PROBLEM TO WORK ON - Set down nothing except the lines starting at the one with "Label every white painted" and ending at the final line of the material, each word for word.
▽
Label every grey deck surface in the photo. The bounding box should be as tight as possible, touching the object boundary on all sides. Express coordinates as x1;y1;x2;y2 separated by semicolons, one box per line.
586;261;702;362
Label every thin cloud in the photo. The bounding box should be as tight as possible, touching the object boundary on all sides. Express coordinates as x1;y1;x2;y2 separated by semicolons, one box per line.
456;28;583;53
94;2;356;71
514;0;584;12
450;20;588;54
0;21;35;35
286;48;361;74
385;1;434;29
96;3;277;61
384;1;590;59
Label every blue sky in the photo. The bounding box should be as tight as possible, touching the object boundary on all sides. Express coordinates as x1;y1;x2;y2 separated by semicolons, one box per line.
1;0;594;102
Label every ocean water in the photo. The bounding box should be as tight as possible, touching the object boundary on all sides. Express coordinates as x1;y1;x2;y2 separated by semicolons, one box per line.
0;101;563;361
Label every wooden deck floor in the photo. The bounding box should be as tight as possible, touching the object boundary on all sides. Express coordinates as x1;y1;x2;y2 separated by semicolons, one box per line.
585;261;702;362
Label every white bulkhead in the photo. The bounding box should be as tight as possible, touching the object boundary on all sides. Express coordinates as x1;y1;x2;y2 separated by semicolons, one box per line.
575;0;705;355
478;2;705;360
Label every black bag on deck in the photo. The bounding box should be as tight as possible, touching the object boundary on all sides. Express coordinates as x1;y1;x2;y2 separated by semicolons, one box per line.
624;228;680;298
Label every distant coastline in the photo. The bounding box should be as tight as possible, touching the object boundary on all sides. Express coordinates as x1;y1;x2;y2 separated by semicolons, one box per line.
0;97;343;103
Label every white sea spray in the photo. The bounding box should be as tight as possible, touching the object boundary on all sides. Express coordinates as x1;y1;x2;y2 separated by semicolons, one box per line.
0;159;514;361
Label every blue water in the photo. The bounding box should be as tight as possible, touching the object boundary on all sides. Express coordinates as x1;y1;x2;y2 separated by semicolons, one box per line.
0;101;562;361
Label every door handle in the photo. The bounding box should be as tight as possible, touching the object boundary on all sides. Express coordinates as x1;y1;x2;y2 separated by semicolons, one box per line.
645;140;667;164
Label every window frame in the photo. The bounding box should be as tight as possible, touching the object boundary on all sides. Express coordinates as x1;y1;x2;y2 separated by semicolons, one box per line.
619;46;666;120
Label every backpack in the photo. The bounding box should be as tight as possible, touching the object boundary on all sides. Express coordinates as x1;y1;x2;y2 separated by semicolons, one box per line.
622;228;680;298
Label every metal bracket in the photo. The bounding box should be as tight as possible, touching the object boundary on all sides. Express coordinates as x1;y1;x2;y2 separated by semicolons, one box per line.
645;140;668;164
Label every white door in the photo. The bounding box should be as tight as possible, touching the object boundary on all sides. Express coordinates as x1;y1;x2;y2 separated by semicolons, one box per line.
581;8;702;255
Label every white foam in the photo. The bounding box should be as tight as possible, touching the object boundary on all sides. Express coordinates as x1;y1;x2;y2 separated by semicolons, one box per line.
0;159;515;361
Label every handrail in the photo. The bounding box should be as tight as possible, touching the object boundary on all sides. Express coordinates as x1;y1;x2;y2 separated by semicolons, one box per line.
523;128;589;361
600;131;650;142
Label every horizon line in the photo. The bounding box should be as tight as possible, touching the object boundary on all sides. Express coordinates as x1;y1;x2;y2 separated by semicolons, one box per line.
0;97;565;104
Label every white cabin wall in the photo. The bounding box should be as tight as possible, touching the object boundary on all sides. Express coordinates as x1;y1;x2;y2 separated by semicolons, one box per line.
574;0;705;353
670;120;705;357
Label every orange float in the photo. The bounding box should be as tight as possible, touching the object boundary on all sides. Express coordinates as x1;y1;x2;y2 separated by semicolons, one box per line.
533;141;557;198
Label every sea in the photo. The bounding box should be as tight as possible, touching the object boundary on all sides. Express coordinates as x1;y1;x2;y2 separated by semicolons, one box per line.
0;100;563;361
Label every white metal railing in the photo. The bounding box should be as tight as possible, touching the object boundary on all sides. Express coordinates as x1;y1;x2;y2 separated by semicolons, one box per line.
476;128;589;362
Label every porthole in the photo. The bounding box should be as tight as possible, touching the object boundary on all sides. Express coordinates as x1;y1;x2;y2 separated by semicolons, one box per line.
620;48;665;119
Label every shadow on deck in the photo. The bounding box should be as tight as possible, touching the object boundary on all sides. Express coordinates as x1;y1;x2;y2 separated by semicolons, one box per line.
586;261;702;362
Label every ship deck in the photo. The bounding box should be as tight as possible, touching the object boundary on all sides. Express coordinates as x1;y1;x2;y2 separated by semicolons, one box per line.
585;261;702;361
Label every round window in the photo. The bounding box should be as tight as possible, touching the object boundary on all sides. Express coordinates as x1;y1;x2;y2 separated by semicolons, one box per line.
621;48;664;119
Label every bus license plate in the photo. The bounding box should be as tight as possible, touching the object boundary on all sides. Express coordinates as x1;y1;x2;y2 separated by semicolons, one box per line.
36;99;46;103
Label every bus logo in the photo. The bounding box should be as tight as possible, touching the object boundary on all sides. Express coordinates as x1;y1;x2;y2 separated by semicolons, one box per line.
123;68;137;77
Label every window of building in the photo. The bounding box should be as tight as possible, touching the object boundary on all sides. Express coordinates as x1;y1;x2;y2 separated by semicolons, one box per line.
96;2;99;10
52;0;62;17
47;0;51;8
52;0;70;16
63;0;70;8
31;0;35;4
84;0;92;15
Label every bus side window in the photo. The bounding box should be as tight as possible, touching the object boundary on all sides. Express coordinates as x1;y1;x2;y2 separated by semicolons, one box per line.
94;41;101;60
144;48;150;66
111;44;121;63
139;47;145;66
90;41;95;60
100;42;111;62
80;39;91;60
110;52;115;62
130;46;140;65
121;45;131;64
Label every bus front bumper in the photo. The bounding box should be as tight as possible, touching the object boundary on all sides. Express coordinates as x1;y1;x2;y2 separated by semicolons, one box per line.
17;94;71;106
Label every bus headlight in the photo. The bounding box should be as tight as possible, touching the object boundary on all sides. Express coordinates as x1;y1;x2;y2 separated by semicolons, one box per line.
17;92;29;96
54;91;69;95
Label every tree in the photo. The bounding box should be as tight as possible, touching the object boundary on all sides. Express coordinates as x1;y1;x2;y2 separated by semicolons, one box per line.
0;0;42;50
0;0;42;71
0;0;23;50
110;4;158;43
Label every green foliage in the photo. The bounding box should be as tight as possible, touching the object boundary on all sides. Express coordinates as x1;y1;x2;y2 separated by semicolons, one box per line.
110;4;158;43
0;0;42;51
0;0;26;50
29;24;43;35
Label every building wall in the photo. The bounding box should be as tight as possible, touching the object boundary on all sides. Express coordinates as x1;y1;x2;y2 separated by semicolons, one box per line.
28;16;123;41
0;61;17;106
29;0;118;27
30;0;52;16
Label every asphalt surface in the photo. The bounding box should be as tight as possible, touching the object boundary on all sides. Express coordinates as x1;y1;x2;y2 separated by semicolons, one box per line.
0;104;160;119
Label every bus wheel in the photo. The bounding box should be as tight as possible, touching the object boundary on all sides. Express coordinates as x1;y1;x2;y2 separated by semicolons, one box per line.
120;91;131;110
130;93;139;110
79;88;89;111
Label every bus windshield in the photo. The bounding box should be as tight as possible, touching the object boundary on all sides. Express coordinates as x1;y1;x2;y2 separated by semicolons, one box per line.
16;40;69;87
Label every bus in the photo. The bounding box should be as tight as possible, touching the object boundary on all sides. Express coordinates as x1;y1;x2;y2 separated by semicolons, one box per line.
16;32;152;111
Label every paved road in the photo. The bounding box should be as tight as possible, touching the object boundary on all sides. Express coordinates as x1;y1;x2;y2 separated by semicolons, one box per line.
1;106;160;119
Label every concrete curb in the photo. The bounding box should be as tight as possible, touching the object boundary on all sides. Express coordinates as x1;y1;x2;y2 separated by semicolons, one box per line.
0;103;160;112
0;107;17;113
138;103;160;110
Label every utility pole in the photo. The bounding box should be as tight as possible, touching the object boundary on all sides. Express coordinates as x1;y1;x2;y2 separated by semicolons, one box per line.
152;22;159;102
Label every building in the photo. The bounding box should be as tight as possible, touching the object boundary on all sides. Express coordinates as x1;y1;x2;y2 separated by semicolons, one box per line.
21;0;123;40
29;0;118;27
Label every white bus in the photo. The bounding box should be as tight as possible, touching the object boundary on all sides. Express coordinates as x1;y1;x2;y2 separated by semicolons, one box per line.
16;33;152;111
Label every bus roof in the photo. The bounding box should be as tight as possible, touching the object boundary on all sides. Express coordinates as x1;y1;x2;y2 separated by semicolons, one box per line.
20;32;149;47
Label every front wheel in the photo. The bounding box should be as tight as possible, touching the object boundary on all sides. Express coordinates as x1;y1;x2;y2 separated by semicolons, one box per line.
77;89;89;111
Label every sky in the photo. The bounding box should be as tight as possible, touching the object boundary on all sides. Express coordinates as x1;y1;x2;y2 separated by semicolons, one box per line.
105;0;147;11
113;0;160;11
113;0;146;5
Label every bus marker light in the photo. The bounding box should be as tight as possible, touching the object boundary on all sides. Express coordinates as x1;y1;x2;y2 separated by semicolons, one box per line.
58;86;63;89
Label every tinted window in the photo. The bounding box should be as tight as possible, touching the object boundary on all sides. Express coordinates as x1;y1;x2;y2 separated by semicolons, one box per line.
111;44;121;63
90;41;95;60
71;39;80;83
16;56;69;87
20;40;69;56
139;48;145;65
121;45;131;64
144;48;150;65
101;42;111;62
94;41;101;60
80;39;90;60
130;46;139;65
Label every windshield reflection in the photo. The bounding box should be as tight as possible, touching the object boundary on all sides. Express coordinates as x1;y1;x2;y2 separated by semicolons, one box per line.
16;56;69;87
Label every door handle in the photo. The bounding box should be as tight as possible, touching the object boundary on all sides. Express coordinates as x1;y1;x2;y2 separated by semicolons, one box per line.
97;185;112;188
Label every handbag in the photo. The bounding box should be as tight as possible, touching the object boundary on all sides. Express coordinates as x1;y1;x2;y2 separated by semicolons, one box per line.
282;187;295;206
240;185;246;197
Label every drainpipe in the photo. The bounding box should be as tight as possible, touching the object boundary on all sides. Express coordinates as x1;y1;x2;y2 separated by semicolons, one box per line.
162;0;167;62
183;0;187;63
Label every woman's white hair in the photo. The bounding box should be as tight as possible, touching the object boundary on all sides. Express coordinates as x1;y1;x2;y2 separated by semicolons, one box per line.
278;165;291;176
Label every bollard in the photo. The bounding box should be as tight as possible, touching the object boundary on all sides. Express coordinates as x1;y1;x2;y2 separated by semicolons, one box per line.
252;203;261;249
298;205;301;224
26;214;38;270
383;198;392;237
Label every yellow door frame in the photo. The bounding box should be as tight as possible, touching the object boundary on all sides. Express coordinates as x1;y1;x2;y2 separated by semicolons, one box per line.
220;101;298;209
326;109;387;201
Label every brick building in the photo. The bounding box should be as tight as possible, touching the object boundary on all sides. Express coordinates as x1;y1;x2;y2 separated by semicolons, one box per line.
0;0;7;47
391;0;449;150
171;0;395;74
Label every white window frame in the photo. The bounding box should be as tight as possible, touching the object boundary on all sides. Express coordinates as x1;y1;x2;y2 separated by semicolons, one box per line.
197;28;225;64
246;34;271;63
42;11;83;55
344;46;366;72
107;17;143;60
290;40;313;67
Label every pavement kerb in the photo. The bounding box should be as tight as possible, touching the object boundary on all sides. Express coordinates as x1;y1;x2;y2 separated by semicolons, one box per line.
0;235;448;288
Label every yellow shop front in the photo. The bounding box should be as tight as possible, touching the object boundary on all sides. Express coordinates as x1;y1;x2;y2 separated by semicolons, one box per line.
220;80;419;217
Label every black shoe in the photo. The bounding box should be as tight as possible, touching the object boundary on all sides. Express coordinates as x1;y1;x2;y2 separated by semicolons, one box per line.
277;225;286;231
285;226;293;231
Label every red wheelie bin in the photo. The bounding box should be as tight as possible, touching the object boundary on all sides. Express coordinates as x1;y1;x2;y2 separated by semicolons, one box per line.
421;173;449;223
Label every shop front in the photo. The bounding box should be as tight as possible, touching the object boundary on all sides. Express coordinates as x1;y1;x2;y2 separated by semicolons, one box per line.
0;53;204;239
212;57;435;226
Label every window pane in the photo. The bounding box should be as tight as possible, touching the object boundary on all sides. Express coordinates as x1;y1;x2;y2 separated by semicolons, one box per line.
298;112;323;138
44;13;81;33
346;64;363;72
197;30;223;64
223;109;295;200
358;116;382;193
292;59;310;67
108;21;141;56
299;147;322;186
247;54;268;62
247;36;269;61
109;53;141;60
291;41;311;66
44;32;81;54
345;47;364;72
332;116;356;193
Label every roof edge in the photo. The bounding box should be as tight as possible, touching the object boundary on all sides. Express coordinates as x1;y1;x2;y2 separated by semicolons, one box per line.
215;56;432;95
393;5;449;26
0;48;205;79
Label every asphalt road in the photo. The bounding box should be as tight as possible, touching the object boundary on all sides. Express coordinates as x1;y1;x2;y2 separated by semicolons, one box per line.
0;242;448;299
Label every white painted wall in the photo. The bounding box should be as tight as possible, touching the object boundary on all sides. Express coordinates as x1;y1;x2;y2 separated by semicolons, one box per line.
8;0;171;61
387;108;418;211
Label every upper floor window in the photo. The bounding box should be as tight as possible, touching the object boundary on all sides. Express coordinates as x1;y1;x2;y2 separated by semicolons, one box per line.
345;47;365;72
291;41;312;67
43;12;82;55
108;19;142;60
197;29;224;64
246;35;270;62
△
TASK RESULT -
Label every white painted wall in the photo. The bounding box should be as tight as possible, touching the object boundary on all sides. Express coordinates as x1;y1;x2;y2 separated by semicolons, one box per line.
8;0;171;61
387;108;418;211
Label every upper floor window in the photo. The bounding box should be as tight as possible, touching the object boundary on all sides. Express coordinates as x1;y1;x2;y2 separated by semicolons, one box per line.
345;47;365;72
291;41;312;67
43;12;82;55
108;19;142;60
197;29;224;64
246;35;270;62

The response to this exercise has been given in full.